* PROBLEMS TO WORK ON
- A) Does the passage on electronic potting support each statement below? (i) Encapsulation is the name for applying such materials to an entire assembly. (ii) Low chloride grades are usually specified when epoxy resins are used. (iii) A potted assembly whose mold has been removed is described as cast.
- B) Can you carry on the passage on electronic potting, starting after its last sentence?

In electronics, potting is the process of filling a complete electronic assembly with a solid or gelatinous compound. This is done to exclude water, moisture, or corrosive agents, to increase resistance to shocks and vibrations, or to prevent gaseous phenomena such as corona discharge in high-voltage assemblies. Potting has also been used to protect against reverse engineering or to protect parts of cryptography processing cards. When such materials are used only on single components instead of entire assemblies, the process is referred to as encapsulation.

Thermosetting plastics or silicone rubber gels are often used, though epoxy resins are also very common. When epoxy resins are used, low chloride grades are usually specified. Many sites recommend using a potting product to protect sensitive electronic components from impact, vibration, and loose wires.

In the potting process, an electronic assembly is placed inside a mold (the "pot") which is then filled with an insulating liquid compound that hardens, permanently protecting the assembly. The mold may be part of the finished article and may provide shielding or heat dissipating functions in addition to acting as a mold. When the mold is removed the potted assembly is described as cast.

Stored records:

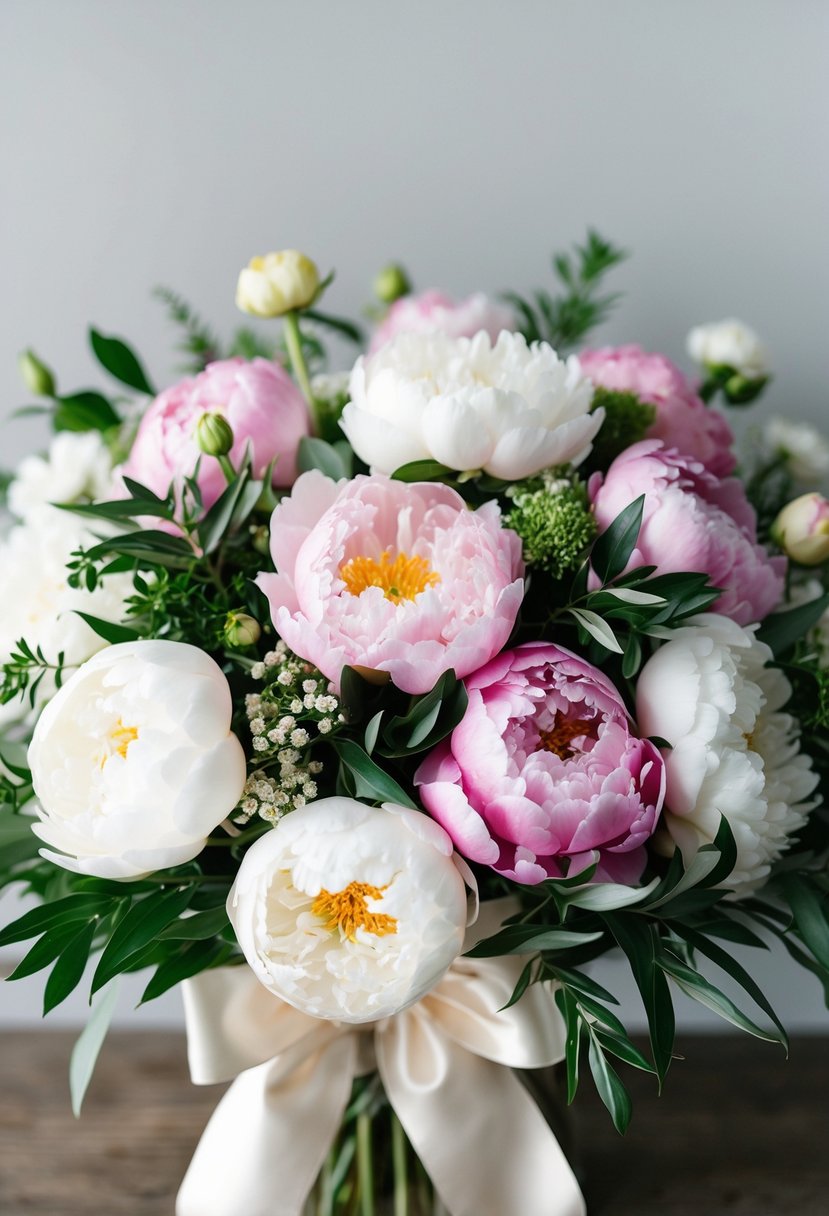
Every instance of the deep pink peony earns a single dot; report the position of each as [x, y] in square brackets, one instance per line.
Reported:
[392, 578]
[683, 420]
[434, 313]
[259, 400]
[692, 522]
[543, 769]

* EXERCISE RESULTS
- A)
(i) No: "When such materials are used only on single components instead of entire assemblies, the process is referred to as encapsulation."
(ii) Yes: "When epoxy resins are used, low chloride grades are usually specified."
(iii) Yes: "When the mold is removed the potted assembly is described as cast."

- B)
As an alternative, many circuit board assembly houses coat assemblies with a layer of transparent conformal coating rather than potting. Conformal coating gives most of the benefits of potting, and is lighter and easier to inspect, test, and repair. Conformal coatings can be applied as liquid or condensed from a vapor phase.

When potting a circuit board that uses surface-mount technology, low glass transition temperature (T_{g}) potting compounds such as polyurethane or silicone may be used. High T_{g} potting compounds may break solder bonds through solder fatigue by hardening at a higher temperature because the coating then shrinks as a rigid solid over a larger part of the temperature range, thus developing greater force.